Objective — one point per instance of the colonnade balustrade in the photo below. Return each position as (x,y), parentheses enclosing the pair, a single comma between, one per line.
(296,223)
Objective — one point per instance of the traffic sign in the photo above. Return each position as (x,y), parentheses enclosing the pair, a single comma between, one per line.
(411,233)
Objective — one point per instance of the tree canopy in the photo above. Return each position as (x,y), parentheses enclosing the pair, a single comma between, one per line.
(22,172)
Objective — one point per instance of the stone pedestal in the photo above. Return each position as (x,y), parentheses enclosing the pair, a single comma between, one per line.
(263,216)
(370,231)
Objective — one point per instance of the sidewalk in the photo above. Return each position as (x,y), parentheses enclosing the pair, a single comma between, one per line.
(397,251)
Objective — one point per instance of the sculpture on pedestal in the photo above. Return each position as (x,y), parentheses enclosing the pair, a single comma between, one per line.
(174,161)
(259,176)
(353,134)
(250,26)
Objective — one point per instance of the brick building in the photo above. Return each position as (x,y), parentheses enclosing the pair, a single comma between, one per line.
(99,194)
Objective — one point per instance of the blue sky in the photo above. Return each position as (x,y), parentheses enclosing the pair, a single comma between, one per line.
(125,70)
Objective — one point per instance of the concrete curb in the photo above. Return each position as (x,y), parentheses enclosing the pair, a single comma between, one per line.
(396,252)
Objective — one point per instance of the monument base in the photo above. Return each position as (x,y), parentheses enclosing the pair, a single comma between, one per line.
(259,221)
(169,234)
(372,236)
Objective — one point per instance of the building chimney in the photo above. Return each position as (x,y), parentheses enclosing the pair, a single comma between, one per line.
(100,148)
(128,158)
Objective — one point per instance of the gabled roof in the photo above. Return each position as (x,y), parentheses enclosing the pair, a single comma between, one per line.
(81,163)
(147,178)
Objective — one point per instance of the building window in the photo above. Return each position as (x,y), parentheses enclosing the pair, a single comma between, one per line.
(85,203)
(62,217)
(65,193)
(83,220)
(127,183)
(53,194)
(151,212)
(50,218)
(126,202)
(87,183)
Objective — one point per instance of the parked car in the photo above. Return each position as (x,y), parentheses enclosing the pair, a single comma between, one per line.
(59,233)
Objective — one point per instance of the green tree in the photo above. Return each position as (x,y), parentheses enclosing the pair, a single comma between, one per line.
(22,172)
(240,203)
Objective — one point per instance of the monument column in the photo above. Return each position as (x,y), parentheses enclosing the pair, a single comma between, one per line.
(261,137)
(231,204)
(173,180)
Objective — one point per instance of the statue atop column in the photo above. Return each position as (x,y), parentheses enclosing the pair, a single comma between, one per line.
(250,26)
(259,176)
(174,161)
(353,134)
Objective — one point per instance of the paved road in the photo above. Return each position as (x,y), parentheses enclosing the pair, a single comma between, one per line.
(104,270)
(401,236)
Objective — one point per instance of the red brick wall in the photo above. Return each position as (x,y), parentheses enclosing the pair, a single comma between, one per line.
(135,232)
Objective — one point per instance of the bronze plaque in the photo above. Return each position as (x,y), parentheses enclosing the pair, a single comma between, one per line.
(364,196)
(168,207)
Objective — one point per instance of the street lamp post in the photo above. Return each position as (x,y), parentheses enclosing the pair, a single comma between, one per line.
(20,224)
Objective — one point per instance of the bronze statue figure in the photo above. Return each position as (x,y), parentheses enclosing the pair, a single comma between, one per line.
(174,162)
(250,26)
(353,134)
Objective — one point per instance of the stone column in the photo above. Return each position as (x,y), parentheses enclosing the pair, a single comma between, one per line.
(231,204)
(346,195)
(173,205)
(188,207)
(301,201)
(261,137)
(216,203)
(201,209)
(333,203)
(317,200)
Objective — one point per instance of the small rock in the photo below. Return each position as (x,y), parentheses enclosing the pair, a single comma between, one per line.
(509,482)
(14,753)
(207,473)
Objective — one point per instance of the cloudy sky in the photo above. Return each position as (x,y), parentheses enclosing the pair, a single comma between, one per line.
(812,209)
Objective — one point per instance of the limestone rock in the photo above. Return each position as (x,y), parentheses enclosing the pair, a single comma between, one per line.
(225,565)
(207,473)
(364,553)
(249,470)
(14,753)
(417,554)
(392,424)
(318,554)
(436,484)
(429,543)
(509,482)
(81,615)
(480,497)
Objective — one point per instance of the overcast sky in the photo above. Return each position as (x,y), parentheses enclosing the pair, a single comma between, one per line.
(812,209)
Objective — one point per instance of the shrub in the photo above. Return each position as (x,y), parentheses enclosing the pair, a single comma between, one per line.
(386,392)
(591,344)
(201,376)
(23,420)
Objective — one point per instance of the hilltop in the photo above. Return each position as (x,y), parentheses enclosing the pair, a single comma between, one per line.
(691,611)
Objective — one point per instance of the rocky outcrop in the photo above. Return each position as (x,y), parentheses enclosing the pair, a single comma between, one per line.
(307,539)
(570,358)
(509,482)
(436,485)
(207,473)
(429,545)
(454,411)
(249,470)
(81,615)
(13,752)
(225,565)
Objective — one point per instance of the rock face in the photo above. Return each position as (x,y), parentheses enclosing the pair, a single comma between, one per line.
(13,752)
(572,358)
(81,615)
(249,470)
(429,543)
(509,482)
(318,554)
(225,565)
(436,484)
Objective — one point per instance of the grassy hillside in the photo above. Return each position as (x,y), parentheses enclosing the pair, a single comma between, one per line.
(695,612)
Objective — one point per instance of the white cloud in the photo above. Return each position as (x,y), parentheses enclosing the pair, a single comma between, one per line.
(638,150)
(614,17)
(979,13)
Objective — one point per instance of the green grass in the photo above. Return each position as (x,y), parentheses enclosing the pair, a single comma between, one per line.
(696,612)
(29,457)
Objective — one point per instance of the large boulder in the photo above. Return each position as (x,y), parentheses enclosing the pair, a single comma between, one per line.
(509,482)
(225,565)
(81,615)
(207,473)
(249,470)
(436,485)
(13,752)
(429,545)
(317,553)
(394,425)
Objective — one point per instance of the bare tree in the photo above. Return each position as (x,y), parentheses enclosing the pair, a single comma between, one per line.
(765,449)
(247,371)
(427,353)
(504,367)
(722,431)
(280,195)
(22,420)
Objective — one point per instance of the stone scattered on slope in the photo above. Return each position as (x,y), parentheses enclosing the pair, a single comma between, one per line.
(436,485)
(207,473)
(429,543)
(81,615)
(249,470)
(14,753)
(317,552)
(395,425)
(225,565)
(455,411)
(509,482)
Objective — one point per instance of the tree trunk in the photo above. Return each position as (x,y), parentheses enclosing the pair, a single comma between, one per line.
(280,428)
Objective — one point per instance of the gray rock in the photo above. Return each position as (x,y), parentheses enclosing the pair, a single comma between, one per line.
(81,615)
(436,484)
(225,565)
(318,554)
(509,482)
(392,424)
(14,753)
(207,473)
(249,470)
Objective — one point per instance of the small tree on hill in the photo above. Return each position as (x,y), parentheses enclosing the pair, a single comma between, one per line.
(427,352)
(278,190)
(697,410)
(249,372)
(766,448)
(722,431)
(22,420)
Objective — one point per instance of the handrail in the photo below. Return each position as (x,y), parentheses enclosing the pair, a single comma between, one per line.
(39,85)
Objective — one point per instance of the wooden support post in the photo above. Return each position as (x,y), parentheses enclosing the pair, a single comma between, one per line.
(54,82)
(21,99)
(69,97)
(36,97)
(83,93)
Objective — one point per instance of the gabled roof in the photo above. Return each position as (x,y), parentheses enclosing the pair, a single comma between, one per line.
============================================================
#### WORK TO BE COMPLETED
Retype the data in full and match it exactly.

#### OUTPUT FOR THIS TASK
Objective — one point per instance of the colonnade balustrade in the photo below. Return each position as (x,y), parentheses enclosing the pair, a single comma between, one per line.
(296,223)
Objective — one point per instance of the traffic sign in the photo above. Return each position as (x,y), parentheses enclosing the pair, a single comma between, one per line.
(411,233)
Objective — one point per instance of the tree canopy in the photo above. Return each position as (x,y), parentheses enclosing the pair, a single comma between, one per line.
(22,172)
Objective — one point per instance of the stone pedestal in the photo above. Return each position as (x,y), parentheses enclosing the pair, a single comma between, one per line.
(263,216)
(370,231)
Objective — one point per instance of the sidewalk in the photo above. Return each position as (x,y), parentheses enclosing the pair, a single comma between, one per line.
(397,251)
Objective — one point per instance of the sculpture on pedestal in the photo above. Return each position as (x,y), parentheses enclosing the pair, a single comma between, one per line.
(174,161)
(259,176)
(353,134)
(250,26)
Objective — one point per instance of the brick building in the photo above. Return each position as (x,y), parentheses enclosing the pair, a single comma between, one per line.
(99,194)
Objective — one point per instance of the blue sky in the photo above. Return each position as (x,y), parentheses enclosing the pair, a single comma between, one per line.
(125,70)
Objective — one point per instance of the concrete curb in the photo above. Return each position as (x,y), parentheses enclosing the pair, a single comma between, one per line.
(396,252)
Objective — one point per instance of the monument base in the photo above. Return each position as (x,y), parentheses enclosing the pair, a single comma between, one per line.
(259,221)
(169,234)
(372,236)
Objective — one point per instance of the building chimney in the photo above. Return each position as (x,y), parentheses enclosing the pair, a single comma between, one per line.
(100,148)
(128,158)
Objective — one point per instance of the gabled roof in the photo above. Return each position as (x,y), parentheses enclosing the pair, a single comma between, one per line.
(81,163)
(147,178)
Objective — one point per instance of the building window in the photo above. Return each position as (x,y), parentheses enclosing the pair, a single comma between, one per line.
(85,203)
(62,217)
(65,193)
(83,220)
(127,183)
(53,194)
(151,212)
(50,218)
(126,202)
(87,183)
Objective — one point per instance of the parked car in the photo above. Return each position as (x,y), parentheses enclosing the pair, a single comma between, one per line.
(59,233)
Objective — one point per instance of the green tree in the photo above. Return each position as (x,y), parentheses enclosing the pair, a single comma between, one per line.
(22,172)
(240,203)
Objective — one point per instance of the monument column in the photo above. Return each position as (x,y), parentheses enclosing the pair, a single comma between, one per line.
(261,137)
(231,204)
(173,180)
Objective — one point per instance of the statue atop column in the photo above. Return each position as (x,y), parentheses enclosing the pair, a single comma between, one per line.
(250,26)
(259,176)
(174,161)
(353,134)
Objective — one point per instance of the paved road in the photo above. Return each position as (x,y), parentheses enclosing the pair, a single comma between, one per line.
(104,270)
(401,236)
Objective — one point per instance of the red brick wall in the photo above. Return each position as (x,y), parentheses enclosing the pair, a single comma between, one per line.
(135,232)
Objective — one point per instance of the bronze plaque in the photo above. Return each position as (x,y), parentheses enclosing the pair, a single comma between, one per line.
(364,196)
(168,207)
Objective — one point per instance of the street lamp post in the photo above. Return each position as (x,y), parentheses enclosing the pair, a single comma between, one per line.
(20,224)
Objective — one point per instance of the bronze statue figure in the photo above. Return each position as (x,y), parentheses enclosing the pair, a single comma between, one per line.
(174,162)
(250,26)
(353,134)
Objective — one point per instance of the stone column in the photo above. Return each position as (x,y), parentheses enclosing the pair, a single comma between, one per line.
(231,204)
(346,195)
(173,205)
(188,207)
(301,201)
(261,137)
(216,203)
(201,209)
(333,203)
(317,200)
Objective — one point per instance of the small rock in the photo below. Return each position as (x,y), parentheses enclosing the pair, a single comma between, one per line.
(509,482)
(14,753)
(207,473)
Objective — one point per instance of the cloudy sky in the photo above. Return each position as (x,y), parentheses enclosing the pair, a single comma between, one per line.
(812,209)
Objective — one point per instance of the limestone rock in the photo above. Return each position as (x,y), parentheses enclosing the pair, a single comma between, one per line.
(225,565)
(207,473)
(364,553)
(249,470)
(14,753)
(417,554)
(392,424)
(318,554)
(436,484)
(429,543)
(509,482)
(81,615)
(480,497)
Objective — one point per instance of the overcast sky in the photo above. Return each position as (x,y), parentheses enclosing the pair, a single comma between, one per line.
(812,209)
Objective — one point per instance of the shrub in the photo above. Return each position as (x,y), parentheses enclosing the pair, a single comma between, one per line.
(386,392)
(591,344)
(201,376)
(23,420)
Objective — one point per instance of the hilltop in the photo above. Return each position as (x,y), parentheses enclosing the pair, a single comma between, one per line.
(691,611)
Objective — one point per instance of the rocky outcrop in the photo above. Return each position as (x,y), parentheses enclosing the pair, a single comma between, one per line.
(307,539)
(570,358)
(509,482)
(436,485)
(207,473)
(429,545)
(454,411)
(249,470)
(81,615)
(13,752)
(225,565)
Objective — one point per instance of the rock face in the photo above. Return each position as (x,y), parentheses enclosing the pair, a single comma between, one per line.
(13,752)
(572,358)
(81,615)
(249,470)
(429,543)
(509,482)
(318,554)
(225,565)
(436,484)
Objective — one point per instance of the grassy hillside in the photo above. Return each position as (x,y), parentheses enclosing the pair, a single comma between, one per line.
(695,612)
Objective — one point per instance of the white cloud in the photo above. Return each position as (x,y), parentheses enclosing the pair, a single comma between, one per line.
(638,150)
(614,17)
(979,13)
Objective — one point per instance of the green grass in the photo above. Return each position as (x,y), parentheses enclosing the pair, a single comma between, one per line.
(696,612)
(29,457)
Objective — one point per instance of the large boulder in the photo above. Return each position as (x,y), parentheses enclosing the pair, a single comma between, one per line.
(509,482)
(225,565)
(81,615)
(207,473)
(249,470)
(436,485)
(13,752)
(429,545)
(317,553)
(394,425)
Objective — one point per instance of the bare tree in the photo above. Return each position as (x,y), parentheses enclosing the pair, a single comma between, one per line.
(765,449)
(247,371)
(427,353)
(504,367)
(722,431)
(280,195)
(22,420)
Objective — one point per instance of the stone scattered on slope in the photo above. Return each position as (x,y), parentheses enclosing the pair, a single comma between, one per line.
(436,485)
(207,473)
(429,543)
(81,615)
(249,470)
(14,753)
(317,552)
(395,425)
(225,565)
(455,411)
(509,482)
Objective — one point per instance of the tree trunk in the photo above. Return each position as (x,y), parentheses enclosing the pair, a single comma between, one per line.
(280,428)
Objective — one point per instance of the gray rock in the photo above. Return each position as (x,y), parentheses enclosing the pair, a single comma between, one per line.
(81,615)
(436,484)
(225,565)
(318,554)
(509,482)
(392,424)
(14,753)
(207,473)
(249,470)
Objective — one point per instance of the small tree on hill in the photo above. Return each position as (x,y), parentheses enclosing the pair, a single comma between, one per line.
(427,352)
(278,190)
(697,410)
(249,372)
(766,448)
(722,431)
(22,420)
Objective — one point per instance of the handrail in the photo below. Return each position as (x,y), parentheses enclosing the pair, a single comma between, one per line.
(39,85)
Objective — one point per instance of the wooden support post in the photo above. Return each position as (x,y), parentheses enclosing the pair, a single comma between, one per line.
(54,82)
(21,99)
(69,97)
(36,97)
(83,93)
Objective — one point per instance of the gabled roof in the photo above. Return each position as (x,y), parentheses enclosing the pair, a single comma between, one per line.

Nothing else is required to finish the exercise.